▶ _Data provided_:
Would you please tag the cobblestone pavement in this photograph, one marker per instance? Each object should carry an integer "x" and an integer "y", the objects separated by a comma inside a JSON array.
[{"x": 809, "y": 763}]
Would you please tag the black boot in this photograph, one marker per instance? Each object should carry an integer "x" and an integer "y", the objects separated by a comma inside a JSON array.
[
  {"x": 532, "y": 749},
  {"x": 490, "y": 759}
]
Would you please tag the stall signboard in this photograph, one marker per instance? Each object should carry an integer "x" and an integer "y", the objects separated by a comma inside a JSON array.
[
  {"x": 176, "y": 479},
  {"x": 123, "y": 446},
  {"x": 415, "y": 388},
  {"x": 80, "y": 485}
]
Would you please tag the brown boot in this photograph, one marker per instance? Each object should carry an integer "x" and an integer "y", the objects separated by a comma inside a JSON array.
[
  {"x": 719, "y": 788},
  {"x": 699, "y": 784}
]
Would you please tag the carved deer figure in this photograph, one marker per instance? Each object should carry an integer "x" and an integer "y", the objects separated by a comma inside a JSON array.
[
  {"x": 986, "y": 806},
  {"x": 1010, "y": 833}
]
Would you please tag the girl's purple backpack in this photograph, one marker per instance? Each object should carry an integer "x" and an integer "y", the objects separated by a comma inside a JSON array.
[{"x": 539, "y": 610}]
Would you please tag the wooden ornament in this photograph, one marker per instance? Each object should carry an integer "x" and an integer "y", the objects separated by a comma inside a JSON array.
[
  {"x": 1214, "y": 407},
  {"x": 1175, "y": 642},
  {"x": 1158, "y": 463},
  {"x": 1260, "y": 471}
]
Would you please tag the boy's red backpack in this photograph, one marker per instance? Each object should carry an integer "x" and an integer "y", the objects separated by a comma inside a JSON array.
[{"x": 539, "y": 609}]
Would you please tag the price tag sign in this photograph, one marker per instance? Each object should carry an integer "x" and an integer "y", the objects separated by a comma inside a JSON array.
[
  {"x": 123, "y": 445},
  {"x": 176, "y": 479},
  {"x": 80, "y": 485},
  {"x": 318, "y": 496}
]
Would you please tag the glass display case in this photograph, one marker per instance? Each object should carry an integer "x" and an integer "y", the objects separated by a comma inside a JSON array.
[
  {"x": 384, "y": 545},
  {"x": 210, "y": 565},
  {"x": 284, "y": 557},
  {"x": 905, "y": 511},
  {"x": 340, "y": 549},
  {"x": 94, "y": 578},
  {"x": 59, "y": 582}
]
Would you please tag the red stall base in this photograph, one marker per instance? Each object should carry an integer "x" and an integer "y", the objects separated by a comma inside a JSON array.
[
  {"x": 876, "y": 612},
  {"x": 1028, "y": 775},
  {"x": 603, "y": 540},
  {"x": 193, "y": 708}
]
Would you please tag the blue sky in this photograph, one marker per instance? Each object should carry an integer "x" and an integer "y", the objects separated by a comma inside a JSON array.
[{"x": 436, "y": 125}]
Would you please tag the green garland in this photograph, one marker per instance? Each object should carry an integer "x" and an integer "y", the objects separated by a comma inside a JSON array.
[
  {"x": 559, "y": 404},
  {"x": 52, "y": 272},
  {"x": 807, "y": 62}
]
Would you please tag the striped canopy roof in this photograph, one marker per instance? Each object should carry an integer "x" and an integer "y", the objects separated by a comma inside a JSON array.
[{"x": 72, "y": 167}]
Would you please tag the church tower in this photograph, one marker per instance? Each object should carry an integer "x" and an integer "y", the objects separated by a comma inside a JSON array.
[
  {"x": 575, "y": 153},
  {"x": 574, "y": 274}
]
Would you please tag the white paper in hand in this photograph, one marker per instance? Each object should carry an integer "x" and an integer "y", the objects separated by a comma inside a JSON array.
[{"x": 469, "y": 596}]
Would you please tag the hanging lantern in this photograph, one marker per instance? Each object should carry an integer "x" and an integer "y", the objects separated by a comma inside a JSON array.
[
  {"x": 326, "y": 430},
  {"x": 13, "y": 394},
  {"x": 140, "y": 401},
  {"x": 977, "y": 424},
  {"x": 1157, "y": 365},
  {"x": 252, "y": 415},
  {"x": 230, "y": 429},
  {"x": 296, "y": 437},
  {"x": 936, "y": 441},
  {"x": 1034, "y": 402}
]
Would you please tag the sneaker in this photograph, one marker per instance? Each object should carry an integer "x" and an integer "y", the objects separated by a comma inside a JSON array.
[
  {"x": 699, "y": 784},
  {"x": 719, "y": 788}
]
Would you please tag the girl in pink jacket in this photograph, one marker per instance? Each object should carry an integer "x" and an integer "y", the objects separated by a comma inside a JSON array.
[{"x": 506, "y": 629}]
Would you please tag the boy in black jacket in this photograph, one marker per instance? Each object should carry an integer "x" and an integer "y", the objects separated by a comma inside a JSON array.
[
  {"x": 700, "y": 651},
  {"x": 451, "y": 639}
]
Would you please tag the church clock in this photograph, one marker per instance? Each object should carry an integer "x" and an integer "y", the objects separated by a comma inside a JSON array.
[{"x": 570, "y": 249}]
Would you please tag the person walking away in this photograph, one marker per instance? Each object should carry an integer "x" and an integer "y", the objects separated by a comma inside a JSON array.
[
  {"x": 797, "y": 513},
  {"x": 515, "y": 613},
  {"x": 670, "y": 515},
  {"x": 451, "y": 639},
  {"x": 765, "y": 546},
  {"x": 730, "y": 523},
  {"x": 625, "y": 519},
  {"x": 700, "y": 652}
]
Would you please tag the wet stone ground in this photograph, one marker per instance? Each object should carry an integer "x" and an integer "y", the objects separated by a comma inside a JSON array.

▶ _Exercise aim_: Repeat the data above exactly.

▶ _Completed task_:
Would you please tag the cobblestone pavement in this photograph, one marker per instance? Each object should carry an integer "x" and an integer "y", the objects separated by a comma inside a JSON array.
[{"x": 809, "y": 763}]
Would you please tag the black boot in this photograph, one marker per instance? Each object should carry an integer "x" and an integer "y", the objects separated by a comma inside a JSON array.
[
  {"x": 532, "y": 749},
  {"x": 490, "y": 759}
]
Would you please tag the stall signboard in this photograph, one marker per instance? Each object should carry an integer "x" and an integer "y", the objects separated by a comma inside a JSON array.
[
  {"x": 176, "y": 479},
  {"x": 123, "y": 446},
  {"x": 415, "y": 388},
  {"x": 80, "y": 485}
]
Would you please tag the brown boot in this photograph, one marker per instance? Each object should carry an integer "x" and an integer "y", the objects separated by a comma inside a JSON array.
[
  {"x": 719, "y": 788},
  {"x": 699, "y": 784}
]
Would you please tag the carved deer figure in this photograph, one marker per instance? Each object should carry an integer "x" and an integer "y", the objects separated by a comma inside a JSON array.
[
  {"x": 986, "y": 806},
  {"x": 1010, "y": 833}
]
Would you please tag the girl's purple backpack in this photograph, one marker per instance? Each object should carry an integer "x" and an integer "y", the objects separated by a comma inside a JSON array.
[{"x": 539, "y": 610}]
Would you please tag the wooden ornament in this photograph, one marker per instance? Each object should carry an integer "x" and an integer "y", the objects separated by a comma inside a JSON array.
[
  {"x": 1214, "y": 407},
  {"x": 1175, "y": 642},
  {"x": 1158, "y": 463},
  {"x": 1260, "y": 471}
]
Would you please tag the boy's red backpack in this photograph, one marker per instance? Each object should carry an integer "x" and an integer "y", the objects separated by a comma inside a JSON array.
[{"x": 539, "y": 609}]
Would you please tag the price tag sign in this photograph, one marker per instance? Each object should carry an integer "x" and an integer "y", the objects separated by a comma inside a JSON array.
[
  {"x": 123, "y": 445},
  {"x": 176, "y": 479},
  {"x": 80, "y": 485},
  {"x": 318, "y": 496}
]
Would you please tag the glass display case in this photograph, one marker per instance? Each object should carry an integer "x" and an integer "y", the objects separated by a comma inside a JSON array.
[
  {"x": 384, "y": 545},
  {"x": 210, "y": 565},
  {"x": 284, "y": 557},
  {"x": 905, "y": 511},
  {"x": 340, "y": 549},
  {"x": 94, "y": 578},
  {"x": 59, "y": 582}
]
Would you please tag the red stall base in this photograph, one marker per instance? Each object should carry an integer "x" and an integer "y", the objects separated by a comma inside a JSON array.
[
  {"x": 876, "y": 612},
  {"x": 1028, "y": 775},
  {"x": 603, "y": 540},
  {"x": 193, "y": 708}
]
Would you please tag the blue sky in this photograph, one marker per instance? Each object should carry an integer "x" and an integer "y", the objects separated by a comma inside a JSON array.
[{"x": 436, "y": 125}]
Would you please tag the green garland in this photograph, one marker per instance? Each object should carry an integer "x" and an integer "y", the objects separated by a comma inside a JSON array.
[
  {"x": 559, "y": 404},
  {"x": 52, "y": 272},
  {"x": 807, "y": 62}
]
Would you please tag the striped canopy roof in this photograph, one marker per instance? Each object should carry an integer "x" and an integer "y", the objects separated by a comma inside a JSON array.
[{"x": 72, "y": 167}]
Would you please tag the church tower in this photograph, one marker per instance? Each object should carry an integer "x" and an integer "y", the objects separated by a comma inside a JSON array.
[
  {"x": 575, "y": 153},
  {"x": 574, "y": 274}
]
Would you please tag the white paper in hand in this photograph, one marker per instance? Each object should carry an integer "x" and an integer "y", the objects separated by a comma inside a JSON array.
[{"x": 469, "y": 596}]
Would you please tag the hanging lantern in this photograph, one marker per instance? Each object should carry an integer "x" and an integer "y", the objects separated by a comma inside a JSON array.
[
  {"x": 326, "y": 430},
  {"x": 13, "y": 394},
  {"x": 140, "y": 401},
  {"x": 977, "y": 424},
  {"x": 1157, "y": 365},
  {"x": 252, "y": 415},
  {"x": 230, "y": 429},
  {"x": 296, "y": 437},
  {"x": 936, "y": 441},
  {"x": 1034, "y": 402}
]
Would you please tag the sneaker in this photograph, one marker per instance? Each object should carry an integer "x" and an integer "y", the objects separated by a comma inside a JSON array.
[
  {"x": 699, "y": 784},
  {"x": 719, "y": 788}
]
Would you please tag the girl in pink jacket in this photograph, one marker per instance? Each object should carry an integer "x" and an integer "y", the objects separated by a comma inside a JSON array.
[{"x": 506, "y": 629}]
Would you please tag the boy in black jacket in this photograph, one marker per instance? Each object should carry an integer "x" and an integer "y", the objects separated by a comma inside a JSON array.
[
  {"x": 700, "y": 651},
  {"x": 451, "y": 639}
]
Would you please tag the church clock in this photograph, one marker per instance? Each object should carry an integer "x" and an integer "y", the objects separated by a comma inside a JSON array.
[{"x": 570, "y": 249}]
Would you please tag the person walking away in this photograph, one marker per instance? Each object should carry an integer "x" and an integer "y", the objects separated by a comma inside a JSON array.
[
  {"x": 797, "y": 513},
  {"x": 515, "y": 613},
  {"x": 670, "y": 515},
  {"x": 451, "y": 639},
  {"x": 765, "y": 546},
  {"x": 730, "y": 523},
  {"x": 625, "y": 519},
  {"x": 700, "y": 652}
]
Would you please tag the wet stone ground in this photograph, one marker per instance? Each object should carry an integer "x" and an integer "y", the objects separated by a comma inside a JSON array.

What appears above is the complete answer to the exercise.